**YOUR OBJECTIVE:** From the data that follows, print exactly the lines starting at the one containing "Objective — one marker per instance of the bird's head" and ending at the one containing "Objective — one marker per instance of the weathered"; include both of them and nothing more.

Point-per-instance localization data
--
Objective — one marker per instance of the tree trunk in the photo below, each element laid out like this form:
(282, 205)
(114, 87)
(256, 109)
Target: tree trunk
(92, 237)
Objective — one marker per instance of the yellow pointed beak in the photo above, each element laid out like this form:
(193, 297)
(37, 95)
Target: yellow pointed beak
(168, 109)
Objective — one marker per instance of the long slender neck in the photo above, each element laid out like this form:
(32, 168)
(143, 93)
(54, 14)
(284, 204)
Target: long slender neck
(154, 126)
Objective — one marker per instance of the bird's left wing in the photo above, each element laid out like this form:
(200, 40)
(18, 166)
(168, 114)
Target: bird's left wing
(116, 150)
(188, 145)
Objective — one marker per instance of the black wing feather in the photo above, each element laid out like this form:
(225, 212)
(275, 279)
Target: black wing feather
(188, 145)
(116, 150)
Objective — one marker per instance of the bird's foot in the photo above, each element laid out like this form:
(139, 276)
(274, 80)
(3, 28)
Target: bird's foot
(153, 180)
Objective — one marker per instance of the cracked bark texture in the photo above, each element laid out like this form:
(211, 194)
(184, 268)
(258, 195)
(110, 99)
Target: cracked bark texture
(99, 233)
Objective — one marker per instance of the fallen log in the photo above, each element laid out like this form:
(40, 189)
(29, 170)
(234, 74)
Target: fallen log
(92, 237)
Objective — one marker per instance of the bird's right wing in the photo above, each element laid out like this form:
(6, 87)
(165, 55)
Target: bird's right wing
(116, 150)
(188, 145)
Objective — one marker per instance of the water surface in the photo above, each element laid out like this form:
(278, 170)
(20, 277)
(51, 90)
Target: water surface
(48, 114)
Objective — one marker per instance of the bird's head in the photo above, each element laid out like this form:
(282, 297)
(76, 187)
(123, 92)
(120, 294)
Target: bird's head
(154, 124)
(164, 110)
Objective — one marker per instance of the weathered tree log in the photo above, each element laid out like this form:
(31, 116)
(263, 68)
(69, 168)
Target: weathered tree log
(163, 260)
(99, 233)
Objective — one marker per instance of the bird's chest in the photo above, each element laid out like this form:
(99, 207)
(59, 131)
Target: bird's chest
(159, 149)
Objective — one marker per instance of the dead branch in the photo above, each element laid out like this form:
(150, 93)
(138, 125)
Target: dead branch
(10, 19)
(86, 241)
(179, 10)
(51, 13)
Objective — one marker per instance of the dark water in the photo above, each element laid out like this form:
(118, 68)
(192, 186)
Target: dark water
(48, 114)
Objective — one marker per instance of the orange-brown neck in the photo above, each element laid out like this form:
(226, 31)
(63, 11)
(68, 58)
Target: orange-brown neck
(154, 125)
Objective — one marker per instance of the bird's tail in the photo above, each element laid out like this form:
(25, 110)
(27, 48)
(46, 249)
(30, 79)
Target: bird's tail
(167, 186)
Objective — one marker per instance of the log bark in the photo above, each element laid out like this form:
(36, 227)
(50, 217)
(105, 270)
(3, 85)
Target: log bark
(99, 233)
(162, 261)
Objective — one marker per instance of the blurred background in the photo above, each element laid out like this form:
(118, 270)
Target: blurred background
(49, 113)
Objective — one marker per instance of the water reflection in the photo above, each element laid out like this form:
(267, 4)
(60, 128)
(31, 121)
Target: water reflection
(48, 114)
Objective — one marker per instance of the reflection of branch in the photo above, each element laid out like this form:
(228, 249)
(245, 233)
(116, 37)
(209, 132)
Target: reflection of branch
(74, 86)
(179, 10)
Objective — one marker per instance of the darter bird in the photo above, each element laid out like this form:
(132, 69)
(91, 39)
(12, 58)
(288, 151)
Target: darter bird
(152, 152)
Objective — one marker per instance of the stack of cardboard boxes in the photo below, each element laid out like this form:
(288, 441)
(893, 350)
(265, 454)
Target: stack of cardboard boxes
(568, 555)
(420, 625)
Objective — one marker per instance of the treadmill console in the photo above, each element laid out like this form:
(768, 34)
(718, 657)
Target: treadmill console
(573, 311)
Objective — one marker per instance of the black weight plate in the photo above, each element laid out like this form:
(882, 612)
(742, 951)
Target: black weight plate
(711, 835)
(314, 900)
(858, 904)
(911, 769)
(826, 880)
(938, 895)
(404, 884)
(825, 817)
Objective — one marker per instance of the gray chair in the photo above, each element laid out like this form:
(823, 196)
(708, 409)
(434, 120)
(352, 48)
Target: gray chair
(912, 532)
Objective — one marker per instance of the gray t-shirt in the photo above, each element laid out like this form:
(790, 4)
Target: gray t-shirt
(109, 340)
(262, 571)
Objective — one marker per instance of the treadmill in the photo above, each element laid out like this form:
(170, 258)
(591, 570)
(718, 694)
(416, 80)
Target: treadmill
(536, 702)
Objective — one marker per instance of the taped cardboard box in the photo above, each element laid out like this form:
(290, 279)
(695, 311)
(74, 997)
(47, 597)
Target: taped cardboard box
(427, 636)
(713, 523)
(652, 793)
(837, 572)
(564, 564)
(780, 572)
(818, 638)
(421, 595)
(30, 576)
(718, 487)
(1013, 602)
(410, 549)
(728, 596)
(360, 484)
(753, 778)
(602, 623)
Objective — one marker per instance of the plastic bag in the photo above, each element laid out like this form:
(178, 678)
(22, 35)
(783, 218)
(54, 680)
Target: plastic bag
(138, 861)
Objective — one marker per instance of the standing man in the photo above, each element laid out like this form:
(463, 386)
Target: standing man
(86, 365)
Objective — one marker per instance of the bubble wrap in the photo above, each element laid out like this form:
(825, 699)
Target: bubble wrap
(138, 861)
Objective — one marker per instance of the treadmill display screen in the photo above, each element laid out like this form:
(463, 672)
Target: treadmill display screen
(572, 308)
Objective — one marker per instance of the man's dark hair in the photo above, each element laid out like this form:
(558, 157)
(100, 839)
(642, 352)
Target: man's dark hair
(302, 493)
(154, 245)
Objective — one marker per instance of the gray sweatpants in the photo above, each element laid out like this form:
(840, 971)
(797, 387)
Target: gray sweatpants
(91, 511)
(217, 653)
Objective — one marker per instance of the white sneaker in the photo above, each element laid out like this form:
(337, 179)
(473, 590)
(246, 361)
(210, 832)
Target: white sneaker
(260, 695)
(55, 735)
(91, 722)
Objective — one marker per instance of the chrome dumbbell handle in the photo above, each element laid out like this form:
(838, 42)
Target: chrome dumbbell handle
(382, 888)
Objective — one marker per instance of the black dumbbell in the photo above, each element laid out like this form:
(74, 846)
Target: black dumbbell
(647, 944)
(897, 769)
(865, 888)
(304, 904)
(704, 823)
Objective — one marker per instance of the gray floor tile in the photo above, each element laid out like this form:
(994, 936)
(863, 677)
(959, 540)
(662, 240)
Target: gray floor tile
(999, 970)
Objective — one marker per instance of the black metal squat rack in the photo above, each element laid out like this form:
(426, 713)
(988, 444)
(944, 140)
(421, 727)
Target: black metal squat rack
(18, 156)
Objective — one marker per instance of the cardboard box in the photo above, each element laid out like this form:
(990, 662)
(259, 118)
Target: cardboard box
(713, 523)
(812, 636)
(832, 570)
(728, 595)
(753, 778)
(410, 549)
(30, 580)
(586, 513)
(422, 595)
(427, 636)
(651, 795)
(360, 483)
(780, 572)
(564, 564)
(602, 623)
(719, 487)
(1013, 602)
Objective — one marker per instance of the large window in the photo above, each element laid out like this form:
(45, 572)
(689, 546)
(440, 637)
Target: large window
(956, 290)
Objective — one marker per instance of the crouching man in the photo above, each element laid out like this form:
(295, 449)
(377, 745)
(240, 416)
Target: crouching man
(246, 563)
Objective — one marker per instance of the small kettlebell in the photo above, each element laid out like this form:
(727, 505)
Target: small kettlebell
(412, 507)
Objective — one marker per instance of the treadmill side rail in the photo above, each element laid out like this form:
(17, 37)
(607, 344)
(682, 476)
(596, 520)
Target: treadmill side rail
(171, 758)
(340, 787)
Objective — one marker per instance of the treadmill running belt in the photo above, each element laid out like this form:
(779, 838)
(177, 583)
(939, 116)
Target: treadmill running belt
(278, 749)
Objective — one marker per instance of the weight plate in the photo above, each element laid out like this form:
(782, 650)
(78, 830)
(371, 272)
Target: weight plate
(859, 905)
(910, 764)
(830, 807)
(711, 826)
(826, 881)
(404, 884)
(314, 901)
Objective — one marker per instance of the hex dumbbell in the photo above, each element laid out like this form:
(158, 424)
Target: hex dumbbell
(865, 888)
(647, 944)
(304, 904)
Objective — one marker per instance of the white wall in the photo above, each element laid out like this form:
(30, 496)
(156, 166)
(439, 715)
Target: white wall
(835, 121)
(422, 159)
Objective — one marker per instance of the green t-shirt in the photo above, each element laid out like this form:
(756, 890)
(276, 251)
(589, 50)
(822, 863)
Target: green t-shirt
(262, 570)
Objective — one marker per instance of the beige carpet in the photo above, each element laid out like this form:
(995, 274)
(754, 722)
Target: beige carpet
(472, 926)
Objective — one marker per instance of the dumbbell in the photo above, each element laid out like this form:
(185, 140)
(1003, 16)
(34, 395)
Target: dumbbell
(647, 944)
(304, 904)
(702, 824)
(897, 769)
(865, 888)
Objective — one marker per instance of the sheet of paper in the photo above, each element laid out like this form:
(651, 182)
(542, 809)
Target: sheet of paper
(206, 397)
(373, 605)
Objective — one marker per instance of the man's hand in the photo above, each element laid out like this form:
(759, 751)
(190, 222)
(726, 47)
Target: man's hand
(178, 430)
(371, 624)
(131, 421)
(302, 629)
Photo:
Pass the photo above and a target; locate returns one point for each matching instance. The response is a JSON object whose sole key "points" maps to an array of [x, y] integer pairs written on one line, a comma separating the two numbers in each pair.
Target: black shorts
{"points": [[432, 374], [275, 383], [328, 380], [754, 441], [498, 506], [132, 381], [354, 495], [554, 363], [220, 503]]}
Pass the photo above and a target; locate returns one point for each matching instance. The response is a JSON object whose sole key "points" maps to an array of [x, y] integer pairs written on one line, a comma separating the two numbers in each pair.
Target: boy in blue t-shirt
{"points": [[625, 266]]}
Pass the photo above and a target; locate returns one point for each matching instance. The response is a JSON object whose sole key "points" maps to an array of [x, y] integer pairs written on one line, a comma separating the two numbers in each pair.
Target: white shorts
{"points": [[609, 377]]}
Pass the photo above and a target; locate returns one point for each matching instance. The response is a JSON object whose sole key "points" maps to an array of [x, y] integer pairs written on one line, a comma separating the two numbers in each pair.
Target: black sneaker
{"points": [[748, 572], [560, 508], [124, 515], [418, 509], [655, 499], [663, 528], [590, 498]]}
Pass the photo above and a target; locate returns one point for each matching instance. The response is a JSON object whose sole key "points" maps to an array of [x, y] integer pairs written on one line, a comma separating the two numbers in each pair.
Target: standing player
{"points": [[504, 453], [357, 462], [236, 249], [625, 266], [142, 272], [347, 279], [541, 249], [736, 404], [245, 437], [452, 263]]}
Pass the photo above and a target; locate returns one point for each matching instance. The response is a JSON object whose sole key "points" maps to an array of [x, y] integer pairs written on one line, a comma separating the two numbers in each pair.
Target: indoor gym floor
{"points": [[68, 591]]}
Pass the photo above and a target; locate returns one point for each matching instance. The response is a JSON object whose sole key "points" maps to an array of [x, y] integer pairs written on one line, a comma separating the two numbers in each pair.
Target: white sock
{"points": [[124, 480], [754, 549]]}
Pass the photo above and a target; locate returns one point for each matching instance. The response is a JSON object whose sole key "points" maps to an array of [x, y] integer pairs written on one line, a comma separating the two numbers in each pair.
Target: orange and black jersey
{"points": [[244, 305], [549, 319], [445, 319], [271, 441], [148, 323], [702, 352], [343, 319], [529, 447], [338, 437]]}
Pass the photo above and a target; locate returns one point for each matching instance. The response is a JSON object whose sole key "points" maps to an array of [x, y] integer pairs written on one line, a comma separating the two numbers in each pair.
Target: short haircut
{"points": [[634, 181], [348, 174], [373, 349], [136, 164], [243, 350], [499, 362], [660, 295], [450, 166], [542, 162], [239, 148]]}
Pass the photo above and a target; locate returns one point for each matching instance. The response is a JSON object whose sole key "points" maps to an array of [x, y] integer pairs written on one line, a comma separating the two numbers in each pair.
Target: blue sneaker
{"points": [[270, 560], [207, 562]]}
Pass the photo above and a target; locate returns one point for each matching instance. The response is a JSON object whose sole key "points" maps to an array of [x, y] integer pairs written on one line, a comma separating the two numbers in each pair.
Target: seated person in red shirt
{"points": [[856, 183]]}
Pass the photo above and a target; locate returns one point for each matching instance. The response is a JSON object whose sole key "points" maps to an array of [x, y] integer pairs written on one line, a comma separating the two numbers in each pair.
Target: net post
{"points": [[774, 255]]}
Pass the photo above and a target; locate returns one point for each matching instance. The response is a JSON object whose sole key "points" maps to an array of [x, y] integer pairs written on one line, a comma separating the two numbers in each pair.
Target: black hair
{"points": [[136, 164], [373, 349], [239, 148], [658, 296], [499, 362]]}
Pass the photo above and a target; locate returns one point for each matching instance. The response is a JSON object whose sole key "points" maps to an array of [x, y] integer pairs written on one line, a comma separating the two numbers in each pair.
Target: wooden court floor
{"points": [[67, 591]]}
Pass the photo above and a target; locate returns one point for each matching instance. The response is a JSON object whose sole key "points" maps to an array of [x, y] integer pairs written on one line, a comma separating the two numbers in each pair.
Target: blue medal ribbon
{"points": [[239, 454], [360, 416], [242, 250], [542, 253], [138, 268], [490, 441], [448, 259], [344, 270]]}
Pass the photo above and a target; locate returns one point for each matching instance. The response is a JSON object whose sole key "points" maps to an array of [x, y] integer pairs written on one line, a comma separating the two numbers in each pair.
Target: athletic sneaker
--
**RESPONSE TO THIS EXERCISE:**
Objective — one marker per instance of the bird's head in the photo above, each element laid out like this form:
(282, 297)
(76, 187)
(123, 92)
(120, 294)
Target: bird's head
(154, 124)
(164, 110)
Objective — one marker per instance of the weathered tree log in the photo above, each element laid out like this form:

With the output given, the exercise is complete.